> [PROBLEM DESCRIPTION]
Among the entries, how many lines carry the string "wooden"? Give the number and nothing else.

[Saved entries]
· · · · ·

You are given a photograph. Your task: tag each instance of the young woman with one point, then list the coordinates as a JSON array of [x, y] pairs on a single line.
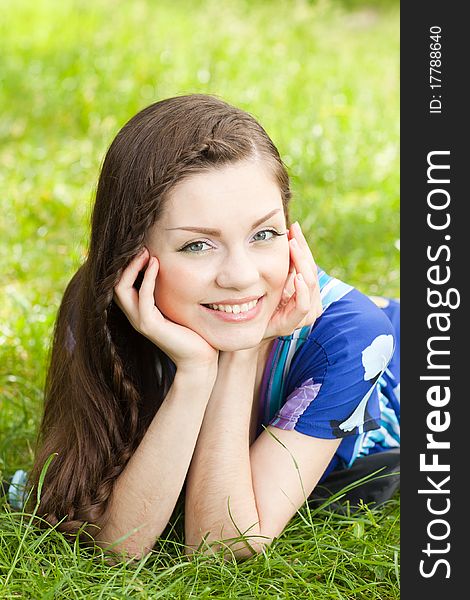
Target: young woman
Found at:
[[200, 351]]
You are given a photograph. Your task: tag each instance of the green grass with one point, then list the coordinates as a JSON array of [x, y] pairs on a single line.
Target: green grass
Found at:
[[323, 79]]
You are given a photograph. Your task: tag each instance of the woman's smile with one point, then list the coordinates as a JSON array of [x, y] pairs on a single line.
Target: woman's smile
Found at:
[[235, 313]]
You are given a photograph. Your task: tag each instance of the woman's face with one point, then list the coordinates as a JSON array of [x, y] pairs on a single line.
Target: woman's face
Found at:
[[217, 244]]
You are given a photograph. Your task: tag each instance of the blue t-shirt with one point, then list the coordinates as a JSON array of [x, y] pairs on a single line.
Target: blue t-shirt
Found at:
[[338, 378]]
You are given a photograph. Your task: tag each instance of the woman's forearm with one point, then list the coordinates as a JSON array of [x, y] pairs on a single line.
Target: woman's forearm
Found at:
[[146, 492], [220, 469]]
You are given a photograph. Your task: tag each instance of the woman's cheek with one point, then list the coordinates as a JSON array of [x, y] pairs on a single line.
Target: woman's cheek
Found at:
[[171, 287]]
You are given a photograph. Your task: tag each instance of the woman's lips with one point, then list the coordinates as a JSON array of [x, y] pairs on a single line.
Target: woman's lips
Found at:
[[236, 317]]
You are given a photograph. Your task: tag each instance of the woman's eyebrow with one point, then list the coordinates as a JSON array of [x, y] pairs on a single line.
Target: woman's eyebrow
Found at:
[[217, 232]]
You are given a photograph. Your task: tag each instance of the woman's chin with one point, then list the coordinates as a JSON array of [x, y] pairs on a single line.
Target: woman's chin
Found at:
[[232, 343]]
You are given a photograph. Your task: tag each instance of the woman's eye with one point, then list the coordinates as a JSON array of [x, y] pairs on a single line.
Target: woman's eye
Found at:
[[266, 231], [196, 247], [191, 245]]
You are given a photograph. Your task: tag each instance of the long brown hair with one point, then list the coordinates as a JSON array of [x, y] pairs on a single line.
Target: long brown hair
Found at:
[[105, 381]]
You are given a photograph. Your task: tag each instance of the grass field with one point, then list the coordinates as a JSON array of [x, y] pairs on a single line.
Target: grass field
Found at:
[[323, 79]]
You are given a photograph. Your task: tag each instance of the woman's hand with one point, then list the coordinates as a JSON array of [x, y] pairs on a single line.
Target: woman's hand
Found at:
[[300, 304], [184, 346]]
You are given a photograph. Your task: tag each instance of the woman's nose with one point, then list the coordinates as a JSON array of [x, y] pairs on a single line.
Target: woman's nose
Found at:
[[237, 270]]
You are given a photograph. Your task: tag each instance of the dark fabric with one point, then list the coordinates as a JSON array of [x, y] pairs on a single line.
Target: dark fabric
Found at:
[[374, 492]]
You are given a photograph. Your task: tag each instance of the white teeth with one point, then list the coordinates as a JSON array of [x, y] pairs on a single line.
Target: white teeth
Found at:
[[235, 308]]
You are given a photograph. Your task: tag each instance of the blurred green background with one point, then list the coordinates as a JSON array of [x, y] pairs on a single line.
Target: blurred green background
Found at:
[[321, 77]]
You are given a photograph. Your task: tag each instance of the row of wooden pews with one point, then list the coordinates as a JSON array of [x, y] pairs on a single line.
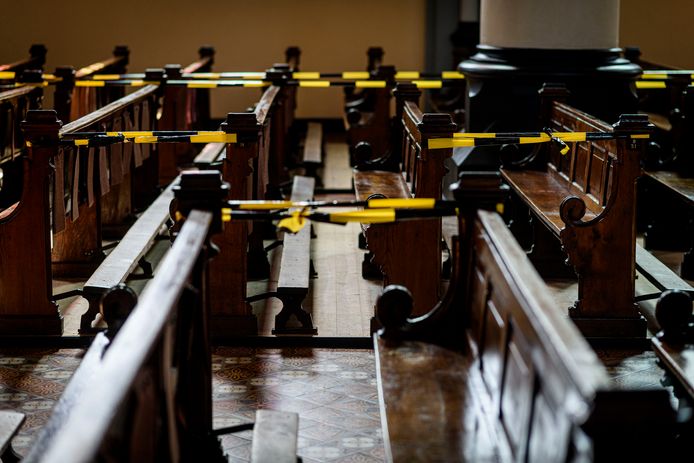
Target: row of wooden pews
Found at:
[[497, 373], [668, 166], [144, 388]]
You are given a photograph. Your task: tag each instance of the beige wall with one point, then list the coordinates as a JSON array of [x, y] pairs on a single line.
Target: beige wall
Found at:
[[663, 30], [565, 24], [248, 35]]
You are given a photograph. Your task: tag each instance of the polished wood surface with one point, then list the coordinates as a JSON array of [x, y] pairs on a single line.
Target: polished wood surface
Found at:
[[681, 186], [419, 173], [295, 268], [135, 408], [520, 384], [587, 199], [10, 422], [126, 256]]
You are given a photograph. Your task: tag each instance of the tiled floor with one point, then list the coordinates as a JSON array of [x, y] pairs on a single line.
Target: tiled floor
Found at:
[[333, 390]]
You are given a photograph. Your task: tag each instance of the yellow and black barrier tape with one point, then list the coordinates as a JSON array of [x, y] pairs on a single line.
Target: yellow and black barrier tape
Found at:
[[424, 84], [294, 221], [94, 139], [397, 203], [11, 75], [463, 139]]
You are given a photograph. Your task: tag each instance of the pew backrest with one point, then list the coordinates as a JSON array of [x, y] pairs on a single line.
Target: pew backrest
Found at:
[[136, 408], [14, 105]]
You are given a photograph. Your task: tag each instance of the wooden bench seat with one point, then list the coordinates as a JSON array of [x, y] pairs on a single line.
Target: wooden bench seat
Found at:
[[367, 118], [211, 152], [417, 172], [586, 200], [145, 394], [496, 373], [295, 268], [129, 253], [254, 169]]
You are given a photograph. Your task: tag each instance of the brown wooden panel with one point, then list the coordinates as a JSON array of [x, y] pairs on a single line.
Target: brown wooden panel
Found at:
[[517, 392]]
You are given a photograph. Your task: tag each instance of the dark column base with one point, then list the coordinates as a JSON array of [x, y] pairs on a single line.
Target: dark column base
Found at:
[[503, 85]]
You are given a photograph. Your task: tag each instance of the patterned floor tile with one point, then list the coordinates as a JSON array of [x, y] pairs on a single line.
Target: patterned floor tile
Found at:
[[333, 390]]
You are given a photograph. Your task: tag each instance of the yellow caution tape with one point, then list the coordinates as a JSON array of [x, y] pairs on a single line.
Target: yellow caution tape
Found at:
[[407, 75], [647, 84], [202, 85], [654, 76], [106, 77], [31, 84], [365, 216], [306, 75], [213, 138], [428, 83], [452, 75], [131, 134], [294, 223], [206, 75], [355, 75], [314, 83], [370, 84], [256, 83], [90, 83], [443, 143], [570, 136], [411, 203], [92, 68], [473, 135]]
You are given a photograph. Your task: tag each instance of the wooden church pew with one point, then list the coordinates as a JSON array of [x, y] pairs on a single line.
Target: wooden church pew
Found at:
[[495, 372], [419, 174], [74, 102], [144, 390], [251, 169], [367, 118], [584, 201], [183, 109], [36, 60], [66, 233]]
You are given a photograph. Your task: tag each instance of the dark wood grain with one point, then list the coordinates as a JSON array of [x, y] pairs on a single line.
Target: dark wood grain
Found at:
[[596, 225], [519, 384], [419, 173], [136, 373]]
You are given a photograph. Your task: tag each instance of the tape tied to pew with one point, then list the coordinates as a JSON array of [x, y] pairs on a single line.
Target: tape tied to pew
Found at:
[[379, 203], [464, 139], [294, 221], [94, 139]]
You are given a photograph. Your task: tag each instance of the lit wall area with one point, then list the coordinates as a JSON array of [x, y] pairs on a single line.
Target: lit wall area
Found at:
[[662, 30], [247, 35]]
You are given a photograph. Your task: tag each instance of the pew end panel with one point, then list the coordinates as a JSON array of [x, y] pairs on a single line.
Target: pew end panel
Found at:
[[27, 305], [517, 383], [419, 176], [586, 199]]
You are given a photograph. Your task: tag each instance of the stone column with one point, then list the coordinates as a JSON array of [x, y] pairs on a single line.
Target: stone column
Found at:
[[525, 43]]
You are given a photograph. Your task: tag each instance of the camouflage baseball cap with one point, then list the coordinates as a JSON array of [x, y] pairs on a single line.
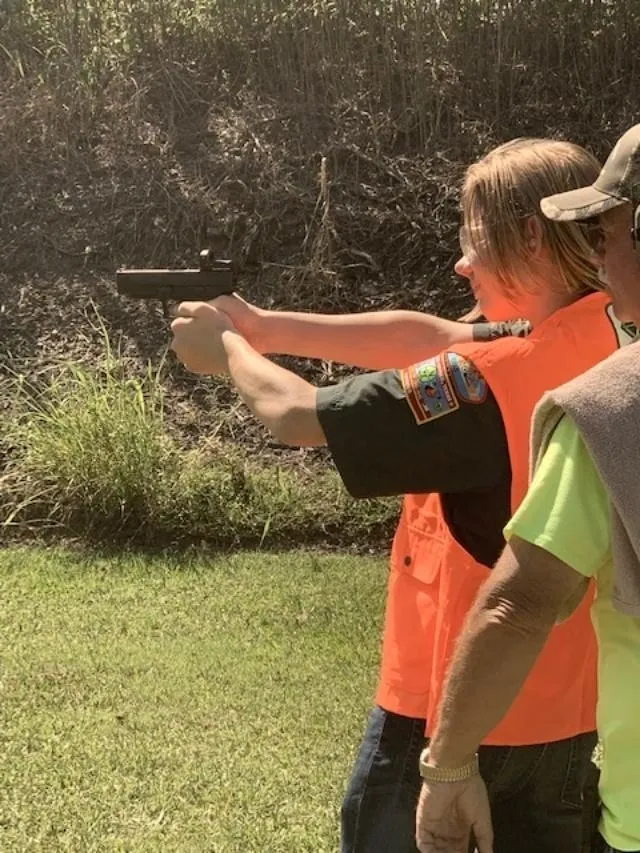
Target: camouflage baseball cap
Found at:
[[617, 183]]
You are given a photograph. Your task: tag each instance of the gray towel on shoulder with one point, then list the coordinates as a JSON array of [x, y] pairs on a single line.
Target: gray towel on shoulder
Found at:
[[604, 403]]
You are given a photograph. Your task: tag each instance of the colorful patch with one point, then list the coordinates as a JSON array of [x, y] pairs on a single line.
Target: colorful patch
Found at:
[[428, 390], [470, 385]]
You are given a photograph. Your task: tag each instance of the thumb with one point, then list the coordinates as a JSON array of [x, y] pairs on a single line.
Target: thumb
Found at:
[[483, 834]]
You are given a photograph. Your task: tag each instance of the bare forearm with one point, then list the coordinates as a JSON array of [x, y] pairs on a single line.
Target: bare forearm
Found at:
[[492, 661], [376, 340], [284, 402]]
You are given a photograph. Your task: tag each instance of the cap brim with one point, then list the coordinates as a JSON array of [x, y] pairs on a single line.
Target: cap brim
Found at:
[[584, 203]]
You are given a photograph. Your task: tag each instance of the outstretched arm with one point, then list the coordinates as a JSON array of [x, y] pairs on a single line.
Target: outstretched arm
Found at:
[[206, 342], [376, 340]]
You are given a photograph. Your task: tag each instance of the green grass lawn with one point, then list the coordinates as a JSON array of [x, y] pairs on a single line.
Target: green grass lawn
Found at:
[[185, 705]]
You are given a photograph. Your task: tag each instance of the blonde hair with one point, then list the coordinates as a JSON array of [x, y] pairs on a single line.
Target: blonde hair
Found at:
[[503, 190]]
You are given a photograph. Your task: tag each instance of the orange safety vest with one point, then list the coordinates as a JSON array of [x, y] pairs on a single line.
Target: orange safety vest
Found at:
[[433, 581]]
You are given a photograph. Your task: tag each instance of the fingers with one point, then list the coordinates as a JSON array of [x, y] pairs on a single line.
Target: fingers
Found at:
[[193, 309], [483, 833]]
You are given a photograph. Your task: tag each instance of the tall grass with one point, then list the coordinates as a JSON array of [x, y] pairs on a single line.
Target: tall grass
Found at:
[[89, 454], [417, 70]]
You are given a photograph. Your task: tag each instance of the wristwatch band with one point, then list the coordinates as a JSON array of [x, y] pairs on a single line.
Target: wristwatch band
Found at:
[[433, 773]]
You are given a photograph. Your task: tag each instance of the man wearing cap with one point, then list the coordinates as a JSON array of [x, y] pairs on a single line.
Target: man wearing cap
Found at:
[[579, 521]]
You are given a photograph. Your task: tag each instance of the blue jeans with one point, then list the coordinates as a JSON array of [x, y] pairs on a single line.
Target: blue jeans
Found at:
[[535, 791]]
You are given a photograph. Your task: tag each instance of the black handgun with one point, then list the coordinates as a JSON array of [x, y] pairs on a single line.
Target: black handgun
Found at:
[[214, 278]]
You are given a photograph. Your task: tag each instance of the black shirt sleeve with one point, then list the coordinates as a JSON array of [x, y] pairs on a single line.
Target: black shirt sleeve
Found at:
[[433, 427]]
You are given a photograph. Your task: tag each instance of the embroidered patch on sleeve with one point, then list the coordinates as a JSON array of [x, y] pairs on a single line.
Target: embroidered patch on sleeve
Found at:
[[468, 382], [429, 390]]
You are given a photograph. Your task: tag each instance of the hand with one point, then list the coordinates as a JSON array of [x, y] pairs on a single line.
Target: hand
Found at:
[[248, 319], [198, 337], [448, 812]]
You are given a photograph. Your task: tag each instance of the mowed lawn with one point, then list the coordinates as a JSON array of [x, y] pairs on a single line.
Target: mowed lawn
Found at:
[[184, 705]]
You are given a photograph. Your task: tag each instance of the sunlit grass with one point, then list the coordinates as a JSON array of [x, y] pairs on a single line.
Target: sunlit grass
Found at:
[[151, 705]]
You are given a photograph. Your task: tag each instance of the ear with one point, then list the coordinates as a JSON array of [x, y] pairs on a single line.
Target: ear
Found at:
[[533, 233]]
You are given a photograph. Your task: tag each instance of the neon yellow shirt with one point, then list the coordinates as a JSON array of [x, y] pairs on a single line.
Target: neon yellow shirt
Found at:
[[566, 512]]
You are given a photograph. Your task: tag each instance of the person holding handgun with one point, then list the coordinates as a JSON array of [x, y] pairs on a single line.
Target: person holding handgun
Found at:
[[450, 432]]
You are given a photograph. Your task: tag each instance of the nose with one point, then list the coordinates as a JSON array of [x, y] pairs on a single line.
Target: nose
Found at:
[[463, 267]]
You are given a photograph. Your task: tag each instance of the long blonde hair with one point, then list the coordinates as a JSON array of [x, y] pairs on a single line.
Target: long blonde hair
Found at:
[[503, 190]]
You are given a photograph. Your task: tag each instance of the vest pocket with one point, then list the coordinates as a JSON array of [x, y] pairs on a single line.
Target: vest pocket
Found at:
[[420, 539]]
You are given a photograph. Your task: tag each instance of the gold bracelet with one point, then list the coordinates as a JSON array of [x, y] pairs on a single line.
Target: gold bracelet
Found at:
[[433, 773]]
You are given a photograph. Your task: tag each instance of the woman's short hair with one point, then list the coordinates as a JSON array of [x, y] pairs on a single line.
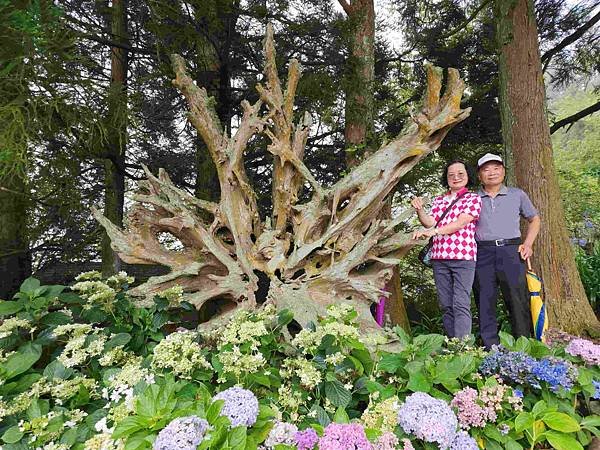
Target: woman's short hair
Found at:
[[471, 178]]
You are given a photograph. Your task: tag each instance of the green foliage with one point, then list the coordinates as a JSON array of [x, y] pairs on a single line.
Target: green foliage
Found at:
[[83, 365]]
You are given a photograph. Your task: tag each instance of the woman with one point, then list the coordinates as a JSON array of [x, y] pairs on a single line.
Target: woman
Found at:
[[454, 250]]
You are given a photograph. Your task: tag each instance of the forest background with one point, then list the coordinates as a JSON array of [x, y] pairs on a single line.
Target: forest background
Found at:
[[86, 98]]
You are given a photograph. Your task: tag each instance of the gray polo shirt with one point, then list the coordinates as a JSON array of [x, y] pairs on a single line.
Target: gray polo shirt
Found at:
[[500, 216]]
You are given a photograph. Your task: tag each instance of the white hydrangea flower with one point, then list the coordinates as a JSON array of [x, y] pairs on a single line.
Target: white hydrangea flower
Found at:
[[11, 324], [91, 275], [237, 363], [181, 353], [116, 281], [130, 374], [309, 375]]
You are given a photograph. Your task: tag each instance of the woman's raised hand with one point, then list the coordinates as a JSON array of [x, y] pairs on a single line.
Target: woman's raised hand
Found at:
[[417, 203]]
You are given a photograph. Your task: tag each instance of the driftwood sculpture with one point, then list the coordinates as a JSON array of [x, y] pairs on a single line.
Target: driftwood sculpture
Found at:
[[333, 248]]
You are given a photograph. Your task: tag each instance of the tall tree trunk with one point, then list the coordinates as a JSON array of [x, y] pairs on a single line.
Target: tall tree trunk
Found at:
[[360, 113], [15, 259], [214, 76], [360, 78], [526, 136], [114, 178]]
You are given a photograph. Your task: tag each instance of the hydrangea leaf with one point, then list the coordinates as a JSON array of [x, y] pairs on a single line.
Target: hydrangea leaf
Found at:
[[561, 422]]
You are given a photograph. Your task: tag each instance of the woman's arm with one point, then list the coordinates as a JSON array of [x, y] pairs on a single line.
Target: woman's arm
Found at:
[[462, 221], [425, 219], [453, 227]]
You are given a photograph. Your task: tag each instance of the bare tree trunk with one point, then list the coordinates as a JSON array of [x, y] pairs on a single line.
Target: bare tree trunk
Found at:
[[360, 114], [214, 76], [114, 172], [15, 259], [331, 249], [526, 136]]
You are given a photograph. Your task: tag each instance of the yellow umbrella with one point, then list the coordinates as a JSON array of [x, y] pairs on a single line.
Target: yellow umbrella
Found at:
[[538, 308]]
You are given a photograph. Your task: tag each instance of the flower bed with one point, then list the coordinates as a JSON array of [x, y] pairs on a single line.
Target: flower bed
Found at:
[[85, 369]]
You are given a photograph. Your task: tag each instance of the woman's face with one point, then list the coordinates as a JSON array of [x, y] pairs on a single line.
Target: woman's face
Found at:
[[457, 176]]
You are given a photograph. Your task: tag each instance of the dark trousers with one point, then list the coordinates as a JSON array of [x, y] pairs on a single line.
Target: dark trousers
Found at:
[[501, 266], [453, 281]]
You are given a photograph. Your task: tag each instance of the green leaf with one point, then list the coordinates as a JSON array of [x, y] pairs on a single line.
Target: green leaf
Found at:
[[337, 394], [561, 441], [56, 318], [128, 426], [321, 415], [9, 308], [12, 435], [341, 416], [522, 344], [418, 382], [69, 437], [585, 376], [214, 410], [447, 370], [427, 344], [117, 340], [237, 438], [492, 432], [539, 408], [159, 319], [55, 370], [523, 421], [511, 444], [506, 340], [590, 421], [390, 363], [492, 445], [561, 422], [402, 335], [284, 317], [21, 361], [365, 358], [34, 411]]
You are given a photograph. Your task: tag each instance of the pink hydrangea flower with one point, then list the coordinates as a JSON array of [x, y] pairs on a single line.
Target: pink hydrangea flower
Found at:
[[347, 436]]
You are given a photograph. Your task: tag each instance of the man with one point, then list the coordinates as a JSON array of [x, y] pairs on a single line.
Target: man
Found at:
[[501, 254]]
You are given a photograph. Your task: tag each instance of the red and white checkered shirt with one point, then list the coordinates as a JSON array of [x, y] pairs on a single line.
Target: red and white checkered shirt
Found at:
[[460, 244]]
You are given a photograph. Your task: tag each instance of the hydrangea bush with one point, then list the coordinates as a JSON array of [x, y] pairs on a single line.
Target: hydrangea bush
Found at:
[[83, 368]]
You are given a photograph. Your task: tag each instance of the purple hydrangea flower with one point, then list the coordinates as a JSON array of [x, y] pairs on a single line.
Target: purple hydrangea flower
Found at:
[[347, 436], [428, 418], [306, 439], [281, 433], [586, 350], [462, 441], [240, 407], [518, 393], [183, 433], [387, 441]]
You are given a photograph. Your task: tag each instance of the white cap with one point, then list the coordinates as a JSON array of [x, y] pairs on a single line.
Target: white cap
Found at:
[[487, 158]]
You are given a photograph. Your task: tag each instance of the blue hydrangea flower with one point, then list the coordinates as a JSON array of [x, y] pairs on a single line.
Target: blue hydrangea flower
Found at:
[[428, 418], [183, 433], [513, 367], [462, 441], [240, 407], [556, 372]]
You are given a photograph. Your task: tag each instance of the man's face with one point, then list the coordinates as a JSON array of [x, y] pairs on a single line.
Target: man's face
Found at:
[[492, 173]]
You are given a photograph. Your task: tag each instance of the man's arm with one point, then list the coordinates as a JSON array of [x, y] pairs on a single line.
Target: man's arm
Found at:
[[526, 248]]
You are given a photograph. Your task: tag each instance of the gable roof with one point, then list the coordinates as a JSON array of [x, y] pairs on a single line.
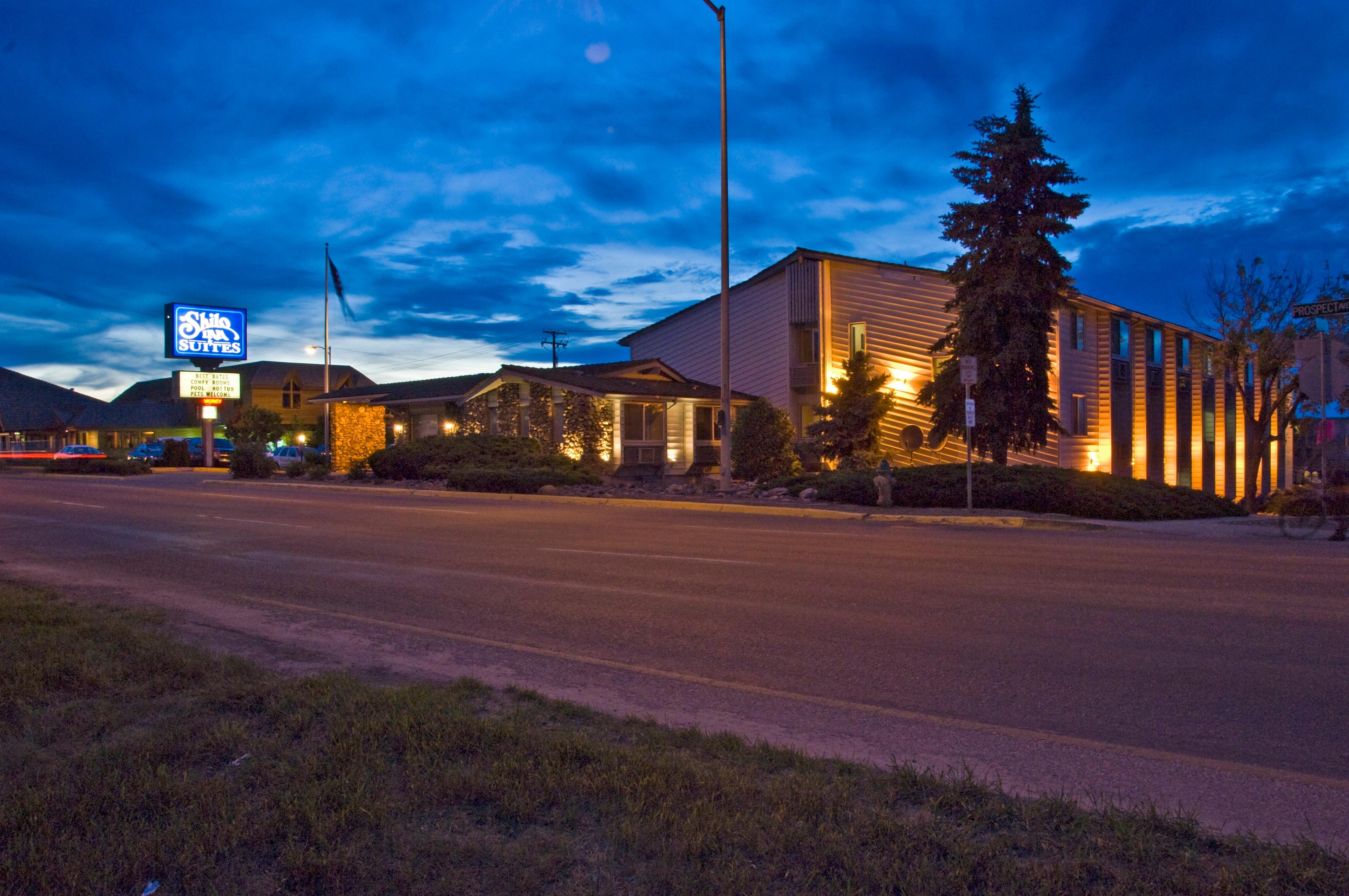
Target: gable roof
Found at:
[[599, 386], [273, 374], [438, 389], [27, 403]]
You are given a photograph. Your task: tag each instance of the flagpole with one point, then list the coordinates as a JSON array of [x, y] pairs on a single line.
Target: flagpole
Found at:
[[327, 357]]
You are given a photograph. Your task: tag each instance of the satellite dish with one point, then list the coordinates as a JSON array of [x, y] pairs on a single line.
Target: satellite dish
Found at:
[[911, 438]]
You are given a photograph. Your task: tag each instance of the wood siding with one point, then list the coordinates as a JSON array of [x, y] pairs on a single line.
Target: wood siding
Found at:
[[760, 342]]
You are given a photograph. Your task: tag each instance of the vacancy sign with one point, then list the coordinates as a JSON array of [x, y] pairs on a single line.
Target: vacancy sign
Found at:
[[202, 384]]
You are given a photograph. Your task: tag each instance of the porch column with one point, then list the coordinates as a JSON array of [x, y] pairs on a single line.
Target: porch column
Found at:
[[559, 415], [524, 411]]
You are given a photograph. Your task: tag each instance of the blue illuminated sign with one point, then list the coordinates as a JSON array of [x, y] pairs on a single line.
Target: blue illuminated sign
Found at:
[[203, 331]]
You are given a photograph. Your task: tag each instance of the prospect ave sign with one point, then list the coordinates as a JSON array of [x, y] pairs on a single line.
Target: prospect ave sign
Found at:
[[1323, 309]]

· · · · ·

> [ANSWER SPACE]
8